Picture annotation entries

▬▬▬▬▬▬

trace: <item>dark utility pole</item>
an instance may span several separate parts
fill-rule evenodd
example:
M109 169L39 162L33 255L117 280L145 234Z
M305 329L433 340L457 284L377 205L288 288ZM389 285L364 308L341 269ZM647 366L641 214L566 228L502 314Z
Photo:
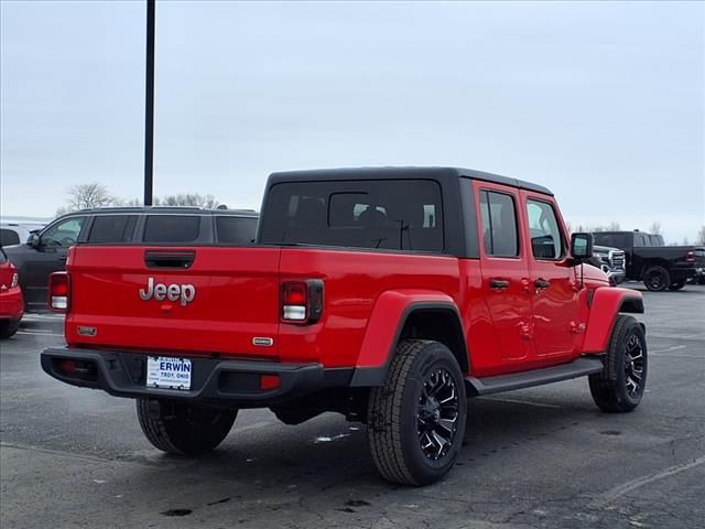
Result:
M147 74L144 99L144 205L152 205L154 180L154 6L147 0Z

▬▬▬▬▬▬

JOB
Rewrite the listing with "dark utility pole" changed to "wooden utility pole" and every other line left as it is. Omit the pictures from your version.

REPLY TO THE EXERCISE
trace: <item>wooden utility pole</item>
an instance may span several separate parts
fill-rule evenodd
example:
M109 169L39 162L33 255L117 280L145 234Z
M305 329L433 340L457 284L377 205L288 288ZM389 285L364 308L341 269ZM647 366L641 214L566 228L502 314Z
Photo:
Result:
M147 74L144 99L144 205L152 205L154 180L154 6L147 0Z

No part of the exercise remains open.